Job.
Return the listing below word for word.

---------- Data excerpts

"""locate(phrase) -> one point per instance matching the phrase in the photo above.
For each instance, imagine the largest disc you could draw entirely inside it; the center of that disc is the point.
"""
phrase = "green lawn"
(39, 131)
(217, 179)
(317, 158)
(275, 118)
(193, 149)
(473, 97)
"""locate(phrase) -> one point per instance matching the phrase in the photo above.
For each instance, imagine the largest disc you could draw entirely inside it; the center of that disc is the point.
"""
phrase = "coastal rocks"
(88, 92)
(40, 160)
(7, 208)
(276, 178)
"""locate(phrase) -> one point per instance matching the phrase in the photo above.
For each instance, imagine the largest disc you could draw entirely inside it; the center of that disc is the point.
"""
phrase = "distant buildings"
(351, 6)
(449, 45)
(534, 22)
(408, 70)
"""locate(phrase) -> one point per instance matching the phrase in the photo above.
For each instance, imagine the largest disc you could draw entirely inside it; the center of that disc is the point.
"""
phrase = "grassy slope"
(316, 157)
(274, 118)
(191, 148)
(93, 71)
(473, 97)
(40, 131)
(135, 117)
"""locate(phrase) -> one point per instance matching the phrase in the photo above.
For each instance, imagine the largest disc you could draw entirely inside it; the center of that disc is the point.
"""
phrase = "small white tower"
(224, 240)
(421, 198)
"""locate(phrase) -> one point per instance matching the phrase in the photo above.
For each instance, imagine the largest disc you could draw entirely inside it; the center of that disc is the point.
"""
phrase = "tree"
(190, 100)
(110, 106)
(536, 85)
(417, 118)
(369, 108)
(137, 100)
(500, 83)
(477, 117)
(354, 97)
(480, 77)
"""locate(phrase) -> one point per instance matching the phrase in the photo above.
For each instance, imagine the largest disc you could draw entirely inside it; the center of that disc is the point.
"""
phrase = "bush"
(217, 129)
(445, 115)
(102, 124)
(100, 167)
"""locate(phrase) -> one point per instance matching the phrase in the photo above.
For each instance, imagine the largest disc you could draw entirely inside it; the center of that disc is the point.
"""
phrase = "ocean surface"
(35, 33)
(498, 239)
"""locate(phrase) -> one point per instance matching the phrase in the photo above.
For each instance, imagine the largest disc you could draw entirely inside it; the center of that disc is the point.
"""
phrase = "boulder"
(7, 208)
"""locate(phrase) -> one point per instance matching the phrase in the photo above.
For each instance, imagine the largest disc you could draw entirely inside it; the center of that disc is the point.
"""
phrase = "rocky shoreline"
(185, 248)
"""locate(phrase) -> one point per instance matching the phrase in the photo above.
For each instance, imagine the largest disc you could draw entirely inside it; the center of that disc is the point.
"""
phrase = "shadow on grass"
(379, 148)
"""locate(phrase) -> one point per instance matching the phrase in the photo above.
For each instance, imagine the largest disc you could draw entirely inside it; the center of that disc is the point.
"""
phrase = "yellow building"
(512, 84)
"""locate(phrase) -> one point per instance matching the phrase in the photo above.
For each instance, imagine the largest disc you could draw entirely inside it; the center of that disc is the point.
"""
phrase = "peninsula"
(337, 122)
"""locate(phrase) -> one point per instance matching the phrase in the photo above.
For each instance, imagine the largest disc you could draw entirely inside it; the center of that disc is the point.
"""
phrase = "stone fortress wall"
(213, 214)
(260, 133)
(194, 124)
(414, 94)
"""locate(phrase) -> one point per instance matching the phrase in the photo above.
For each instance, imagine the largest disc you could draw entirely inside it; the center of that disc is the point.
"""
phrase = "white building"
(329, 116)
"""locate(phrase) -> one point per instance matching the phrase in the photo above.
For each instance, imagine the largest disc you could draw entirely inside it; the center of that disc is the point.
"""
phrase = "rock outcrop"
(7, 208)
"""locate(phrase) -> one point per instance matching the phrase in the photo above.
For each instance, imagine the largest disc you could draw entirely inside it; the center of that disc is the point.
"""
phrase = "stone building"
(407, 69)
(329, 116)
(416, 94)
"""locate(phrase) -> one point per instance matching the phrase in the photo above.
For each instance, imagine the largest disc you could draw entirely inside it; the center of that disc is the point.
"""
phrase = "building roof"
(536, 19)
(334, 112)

--------------------

Final answer.
"""locate(phrase) -> one point per instance matching the phrase in the photo above.
For each instance, imagine the largest disc you could draw entirely inside it; the center of that disc is the point.
"""
phrase = "green lawn"
(39, 131)
(217, 179)
(317, 158)
(275, 118)
(193, 149)
(473, 97)
"""locate(phrase) -> one point per instance matching the phrase in the photo above.
For each instance, imagine the largest disc you could draw entirely inside it; the center of that disc is the point.
"""
phrase = "coastal rocks"
(88, 92)
(40, 160)
(7, 208)
(276, 178)
"""locate(phrase) -> one point per instance matching the phrase in the photo above.
For each instance, imagine the largest disc you could draw entirely inside it; the center of that disc is the point.
"""
phrase = "distant buildings"
(351, 6)
(449, 45)
(534, 22)
(408, 70)
"""locate(phrase) -> one point per instance matching the phrase in the photo above.
For each instance, imagine the largest disc you could draw entirely inside it; the center of that disc is the point.
"""
phrase = "grassy slope"
(316, 157)
(274, 118)
(191, 148)
(93, 71)
(473, 97)
(40, 131)
(135, 117)
"""locate(phrase) -> one point per instance matching the phrase in the photo above.
For each instance, imagine the largest disc you could draw entirely inside it; the center of that disc is the point.
"""
phrase = "small white tower"
(224, 240)
(421, 198)
"""locate(phrase) -> one point per instance matching the phrase in the photo above.
For each instance, imagine the largest disc you could draw entirely inside it; the center of that disc is the point.
"""
phrase = "tree"
(190, 100)
(110, 106)
(536, 85)
(417, 118)
(369, 108)
(137, 100)
(500, 83)
(477, 117)
(354, 97)
(480, 77)
"""locate(phrase) -> one point per instance matching the phrase in the photo above.
For each instance, imagine the largest disc you could draw entirely inside it; the center of that disc is the point.
"""
phrase = "bush"
(217, 129)
(445, 115)
(102, 124)
(100, 167)
"""locate(phrase) -> one point per instance matching the phrase in the photo above.
For each instance, imagine the largest disc you could draw entirely inside it; the center of that disc is the point.
"""
phrase = "ocean surface"
(35, 33)
(498, 239)
"""locate(phrase) -> one point per instance matching the phrase in the photo above.
For each instance, imagine the largest disc you could draw entirely inside it; the center of that disc is the point.
"""
phrase = "boulder"
(7, 208)
"""locate(phrase) -> one point per instance matching the phrase in the photo above.
For each instance, imagine the largest disc you could draw entirely inside it; the center of that disc is the point.
"""
phrase = "rocky shoreline"
(185, 248)
"""locate(phrase) -> one point per instance matching the phrase in the photo above.
For each instance, imagine the largest disc you could draw entirely inside it; the center of that disc is the point.
"""
phrase = "shadow on grass"
(379, 148)
"""locate(phrase) -> one point per instance matching the phrase in the photo above.
For each instance, imagine the largest disc you could draw entirely inside it; the center of that disc is the point.
"""
phrase = "yellow building"
(512, 84)
"""locate(phrase) -> one point per instance matching the phrase in the photo above.
For each instance, imagine the largest disc you could draw entirely inside it; the center of that disc is the point.
"""
phrase = "peninsula"
(337, 122)
"""locate(phrase) -> one point per instance matching the phrase in the photo above.
For each instance, imagine the largest disc you could draw entirely inside it; the center of that disc is the point.
"""
phrase = "stone fortress wall"
(213, 214)
(260, 133)
(194, 124)
(414, 94)
"""locate(phrase) -> one point per instance matching the phrase in the photo above.
For each instance, imagine the largest disc you could draw entirely inside it; the center of that disc is the point.
"""
phrase = "white building"
(329, 116)
"""locate(phrase) -> one point per instance matching the phrase in the photo above.
For each instance, imagine the largest disc you could draw entirely inside it; the center of that disc is the point.
"""
phrase = "rock outcrop"
(7, 208)
"""locate(phrase) -> one point per instance matching the phrase in the photo above.
For each instance, imagine the largest disc you could draw entirely inside it; the center of that disc is the point.
"""
phrase = "stone building"
(407, 69)
(329, 116)
(416, 94)
"""locate(phrase) -> one point per instance matching the phrase in the photo above.
For each instance, imagine the largest disc you could draw entirely inside it; the center of that disc is the point.
"""
phrase = "building roof"
(536, 19)
(334, 112)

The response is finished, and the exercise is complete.